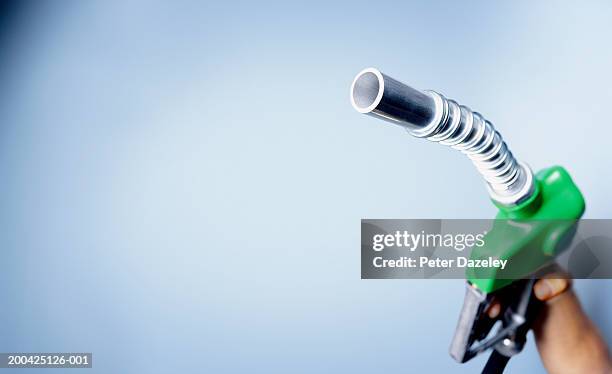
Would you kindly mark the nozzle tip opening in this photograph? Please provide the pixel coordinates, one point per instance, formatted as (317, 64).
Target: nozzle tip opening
(367, 90)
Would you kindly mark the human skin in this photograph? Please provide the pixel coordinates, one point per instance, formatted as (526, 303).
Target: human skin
(567, 339)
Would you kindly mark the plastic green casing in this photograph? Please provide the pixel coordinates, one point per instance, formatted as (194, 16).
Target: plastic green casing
(531, 234)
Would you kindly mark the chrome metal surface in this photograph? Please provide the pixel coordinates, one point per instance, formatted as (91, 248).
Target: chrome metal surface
(428, 114)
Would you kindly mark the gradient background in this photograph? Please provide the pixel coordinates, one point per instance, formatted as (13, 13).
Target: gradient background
(183, 182)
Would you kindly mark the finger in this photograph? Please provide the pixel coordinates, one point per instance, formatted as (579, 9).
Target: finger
(547, 288)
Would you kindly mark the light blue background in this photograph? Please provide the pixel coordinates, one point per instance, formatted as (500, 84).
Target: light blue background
(182, 182)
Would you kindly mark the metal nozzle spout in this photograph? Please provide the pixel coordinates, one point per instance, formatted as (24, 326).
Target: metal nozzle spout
(431, 116)
(378, 95)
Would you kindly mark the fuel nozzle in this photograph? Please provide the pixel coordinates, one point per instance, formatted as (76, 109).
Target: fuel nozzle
(428, 114)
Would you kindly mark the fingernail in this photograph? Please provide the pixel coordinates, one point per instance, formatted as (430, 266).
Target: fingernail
(556, 285)
(542, 289)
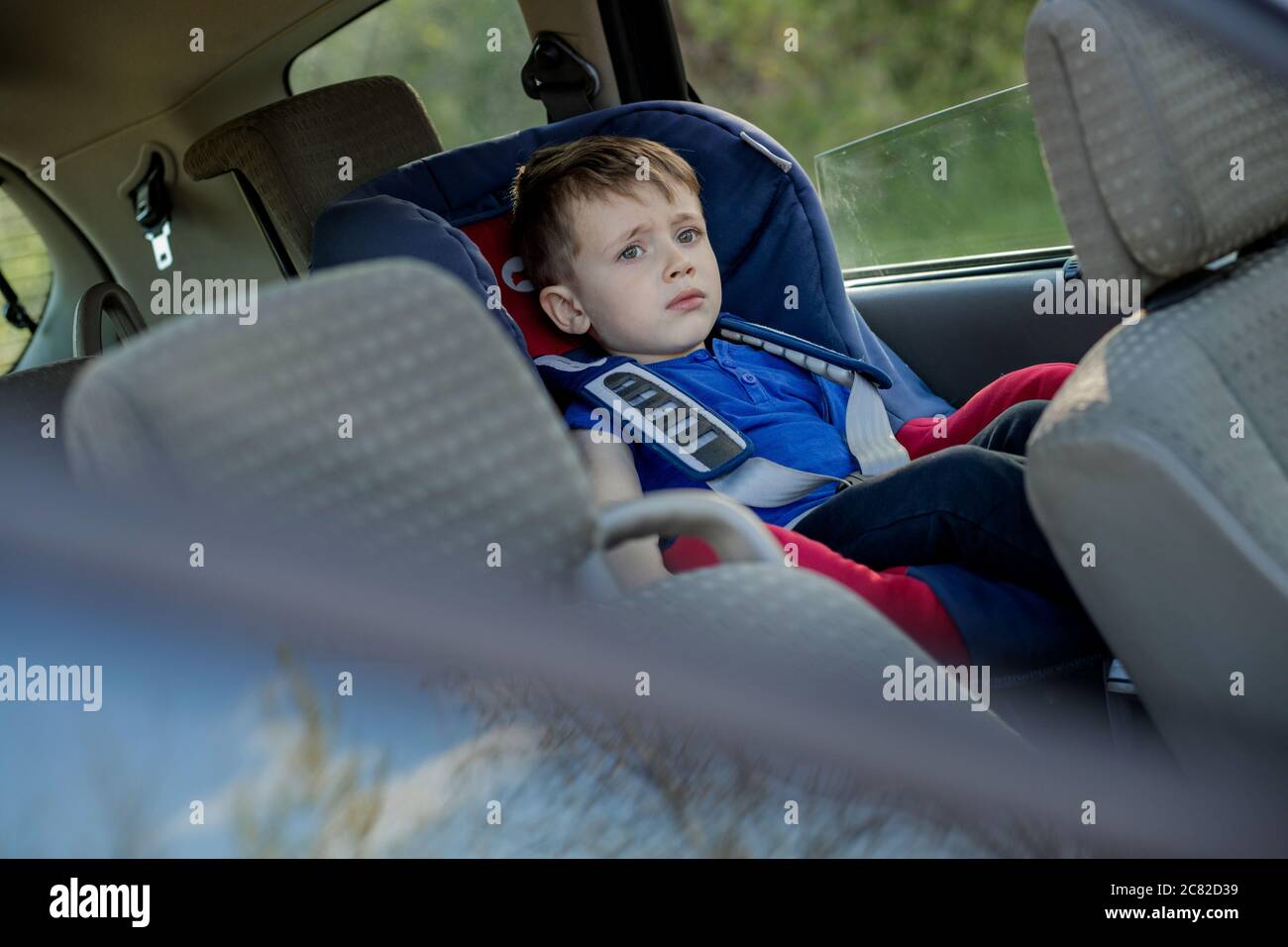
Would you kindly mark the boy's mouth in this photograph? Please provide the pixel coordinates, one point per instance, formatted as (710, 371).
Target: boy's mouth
(687, 300)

* _Given exercise_: Please reproduce every line of the entries above word for word, leaving out the pictures.

* _The completed task_:
Would you kindly mark the nozzle tip opening in this photograph? Please provide the pixel coordinates, one point per instance, formatted as (317, 64).
Target: nozzle tip opening
(367, 90)
Would you kindly mark the human skin in this photograph? Please provide the pixel coordinates, one point per instance, formatted as (526, 303).
Target: human skin
(567, 339)
Would you kindly mark the plastic green casing in this photograph? Please provide the pixel coordinates, one point per instance, formatted as (194, 16).
Target: plastic green casing
(531, 234)
Would you kindly mark the chrome metal surface in this photograph? Please provide the pixel coordinates, one point per instance, formatted as (91, 248).
Target: chrome metal surface
(428, 114)
Would you kindly mark the gradient background in this photograph? Please provide the pixel coordinates, one point per instance, formatted as (13, 13).
Target: gradient background
(183, 182)
Would you kindly mark the finger in this photograph? Please provide the pixel coordinates, one point per instance, formatted as (579, 9).
Target: finger
(547, 288)
Would you kindly mark the light blue background in this photograph? Please provide the pixel coordinates, one point per instance, formatted as (500, 84).
Target: light blue background
(182, 182)
Would you kindly mark the metal nozzle spout in this photograph? Please provide the pixel coordinates, one point per instance, formatted as (24, 326).
Target: metal nozzle spout
(431, 116)
(378, 95)
Would you kindly mark the fuel nozzle in this photograph? Please provide the pixel coordinates, one point per instance, formatted as (76, 109).
Target: fuel nozzle
(428, 114)
Would you kindly mark the fingernail in this photograph? Please provide the pixel coordinates, one point per instance, formatted as (430, 266).
Target: fingernail
(556, 285)
(542, 289)
Would you kindly mark the boy's mouth in this photograph? Please provide the pixel coordinates, one point per instance, formatted as (710, 371).
Target: boy's mouth
(687, 300)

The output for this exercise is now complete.